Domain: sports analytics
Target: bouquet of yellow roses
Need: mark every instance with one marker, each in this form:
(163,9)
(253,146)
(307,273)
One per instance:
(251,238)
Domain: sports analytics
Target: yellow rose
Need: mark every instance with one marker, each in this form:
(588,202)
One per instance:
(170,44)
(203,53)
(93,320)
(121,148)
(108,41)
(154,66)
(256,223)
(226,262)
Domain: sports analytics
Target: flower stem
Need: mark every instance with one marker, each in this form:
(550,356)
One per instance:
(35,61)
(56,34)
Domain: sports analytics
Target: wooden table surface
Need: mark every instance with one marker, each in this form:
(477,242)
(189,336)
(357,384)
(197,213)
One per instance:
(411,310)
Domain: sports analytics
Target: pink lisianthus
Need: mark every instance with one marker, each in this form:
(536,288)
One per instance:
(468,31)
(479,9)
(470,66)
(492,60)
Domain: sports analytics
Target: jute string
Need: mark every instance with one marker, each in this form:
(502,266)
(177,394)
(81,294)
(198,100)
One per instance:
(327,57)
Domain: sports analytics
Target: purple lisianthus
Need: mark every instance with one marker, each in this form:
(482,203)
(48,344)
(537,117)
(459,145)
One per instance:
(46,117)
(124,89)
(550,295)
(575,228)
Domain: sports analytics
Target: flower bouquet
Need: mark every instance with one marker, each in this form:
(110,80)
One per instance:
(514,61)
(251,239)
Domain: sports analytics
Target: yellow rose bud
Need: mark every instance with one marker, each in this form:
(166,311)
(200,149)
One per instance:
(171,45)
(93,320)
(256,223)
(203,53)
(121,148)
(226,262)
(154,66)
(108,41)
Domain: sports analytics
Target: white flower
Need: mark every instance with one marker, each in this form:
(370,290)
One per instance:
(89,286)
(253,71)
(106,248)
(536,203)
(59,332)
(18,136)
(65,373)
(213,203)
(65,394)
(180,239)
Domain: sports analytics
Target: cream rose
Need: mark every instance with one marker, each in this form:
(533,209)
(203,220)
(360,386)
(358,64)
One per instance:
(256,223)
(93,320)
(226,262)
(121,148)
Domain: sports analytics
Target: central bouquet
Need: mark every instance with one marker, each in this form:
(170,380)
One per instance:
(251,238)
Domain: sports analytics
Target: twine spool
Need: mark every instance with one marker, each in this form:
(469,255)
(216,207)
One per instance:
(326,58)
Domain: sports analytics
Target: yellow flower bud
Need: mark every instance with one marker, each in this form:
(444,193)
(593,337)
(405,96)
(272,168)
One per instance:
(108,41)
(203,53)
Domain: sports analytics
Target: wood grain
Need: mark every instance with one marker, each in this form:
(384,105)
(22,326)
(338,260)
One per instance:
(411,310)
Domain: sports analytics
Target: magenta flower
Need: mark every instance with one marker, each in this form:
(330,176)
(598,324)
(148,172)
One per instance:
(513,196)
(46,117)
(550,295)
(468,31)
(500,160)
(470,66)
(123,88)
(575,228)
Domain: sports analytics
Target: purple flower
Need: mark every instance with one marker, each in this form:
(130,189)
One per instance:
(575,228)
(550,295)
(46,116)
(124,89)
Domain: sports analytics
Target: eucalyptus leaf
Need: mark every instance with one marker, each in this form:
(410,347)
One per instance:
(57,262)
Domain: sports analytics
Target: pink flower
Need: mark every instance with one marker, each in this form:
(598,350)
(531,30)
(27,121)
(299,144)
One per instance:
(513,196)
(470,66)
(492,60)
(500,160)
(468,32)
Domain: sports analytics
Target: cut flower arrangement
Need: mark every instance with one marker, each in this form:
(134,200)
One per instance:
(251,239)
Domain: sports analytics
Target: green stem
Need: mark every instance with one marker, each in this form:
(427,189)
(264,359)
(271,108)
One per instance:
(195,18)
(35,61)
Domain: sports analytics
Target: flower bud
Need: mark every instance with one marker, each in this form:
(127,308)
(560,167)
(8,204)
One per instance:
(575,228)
_ _ _ _
# WHAT IS REQUIRED:
How many lines in the data contain the string "pink"? Respond with the number only.

# OUTPUT OF THE TASK:
2